→ Task directions: Return the entire bass construction diary below, word for word and unchanged.

→ Reading text:
★ ★ ★ ★ ★ ★ ★

Bass 6 Diary Of Construction

Page5: Putting it all together

Starting with the Fingerboard.

The fingerboard needs it's sides tapering. Mike liked the curve that I've been putting on my fingerboards, each bass design has a slightly different curve. This time it's off canter and deeper. I cut an MDF template to exact dimension of how I want the fingerboard to be. I then carefully stuck it the fingerboard with doublesided carpet tape - very strong stuff, and clamped it so that I had a good adhesion. I then roughly cut around the template with the bandsaw, removing a lot of the waste material (no point in making the router cutter work harder than it needs to. This helps prolong the cutter's life and minimizes the time on the router table. I don't like using Router tables, they are very dangerous tools, but I have to use them and the quality of work that they produce is second to none.


I then used a 1/2" dia x 1" long router bit with a ball baring fitted at the bottom. The bearing follows the template as a guide and the top part cuts the fingerboard very precisely. I think that this type of cutter is called a template bit. Naturally the results were equal to the quality of my template and in this care were excellent.



My chaotic workshop, Since taking this shot, I have brought my workshop to order!

Cutting the excess from the fingerboard end curve.

Post bandsawing the end curve.

Routing the fingerboard's taper.

The fingerboard end curve is deeper and more curvaceous than on my previous basses. This makes it harder to cut on a scroll saw and I don't have access to one at the moment! So I have to do this using my router. Again I cut a template, which is laboriously perfected as well as I can.

★ ★ ★ ★ ★ ★ ★

→ Data:

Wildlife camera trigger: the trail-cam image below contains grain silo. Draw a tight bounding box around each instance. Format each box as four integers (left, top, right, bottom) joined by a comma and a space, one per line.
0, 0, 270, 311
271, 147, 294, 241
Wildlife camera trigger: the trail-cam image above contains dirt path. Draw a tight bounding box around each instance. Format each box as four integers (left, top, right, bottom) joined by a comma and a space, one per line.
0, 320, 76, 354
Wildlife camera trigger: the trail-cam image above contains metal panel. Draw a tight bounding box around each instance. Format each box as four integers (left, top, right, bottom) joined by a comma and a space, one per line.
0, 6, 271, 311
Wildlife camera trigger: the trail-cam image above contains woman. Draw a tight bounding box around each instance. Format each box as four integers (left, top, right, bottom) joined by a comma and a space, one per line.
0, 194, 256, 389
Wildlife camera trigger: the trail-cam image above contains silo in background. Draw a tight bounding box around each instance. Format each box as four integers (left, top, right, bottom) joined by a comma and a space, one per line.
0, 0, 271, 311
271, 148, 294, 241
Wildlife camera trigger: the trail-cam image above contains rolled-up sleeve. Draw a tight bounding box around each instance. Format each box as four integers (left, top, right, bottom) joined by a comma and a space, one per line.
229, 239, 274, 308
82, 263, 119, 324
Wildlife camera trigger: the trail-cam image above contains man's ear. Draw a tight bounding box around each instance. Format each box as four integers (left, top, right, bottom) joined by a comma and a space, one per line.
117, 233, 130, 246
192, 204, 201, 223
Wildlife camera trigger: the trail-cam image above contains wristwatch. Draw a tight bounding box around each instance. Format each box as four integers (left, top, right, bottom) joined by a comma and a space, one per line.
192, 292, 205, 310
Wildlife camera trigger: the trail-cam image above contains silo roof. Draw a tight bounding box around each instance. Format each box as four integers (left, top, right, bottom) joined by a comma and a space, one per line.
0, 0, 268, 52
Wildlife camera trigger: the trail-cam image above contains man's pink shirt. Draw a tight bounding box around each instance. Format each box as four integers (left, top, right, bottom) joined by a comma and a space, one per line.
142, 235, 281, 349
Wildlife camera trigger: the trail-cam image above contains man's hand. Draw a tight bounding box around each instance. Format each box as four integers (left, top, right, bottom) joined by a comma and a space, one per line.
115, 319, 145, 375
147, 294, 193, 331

★ ★ ★ ★ ★ ★ ★

→ Answer to this exercise:
Bass 6 Diary Of Construction

Page5: Putting it all together

Starting with the Fingerboard.

The fingerboard needs it's sides tapering. Mike liked the curve that I've been putting on my fingerboards, each bass design has a slightly different curve. This time it's off canter and deeper. I cut an MDF template to exact dimension of how I want the fingerboard to be. I then carefully stuck it the fingerboard with doublesided carpet tape - very strong stuff, and clamped it so that I had a good adhesion. I then roughly cut around the template with the bandsaw, removing a lot of the waste material (no point in making the router cutter work harder than it needs to. This helps prolong the cutter's life and minimizes the time on the router table. I don't like using Router tables, they are very dangerous tools, but I have to use them and the quality of work that they produce is second to none.


I then used a 1/2" dia x 1" long router bit with a ball baring fitted at the bottom. The bearing follows the template as a guide and the top part cuts the fingerboard very precisely. I think that this type of cutter is called a template bit. Naturally the results were equal to the quality of my template and in this care were excellent.



My chaotic workshop, Since taking this shot, I have brought my workshop to order!

Cutting the excess from the fingerboard end curve.

Post bandsawing the end curve.

Routing the fingerboard's taper.

The fingerboard end curve is deeper and more curvaceous than on my previous basses. This makes it harder to cut on a scroll saw and I don't have access to one at the moment! So I have to do this using my router. Again I cut a template, which is laboriously perfected as well as I can.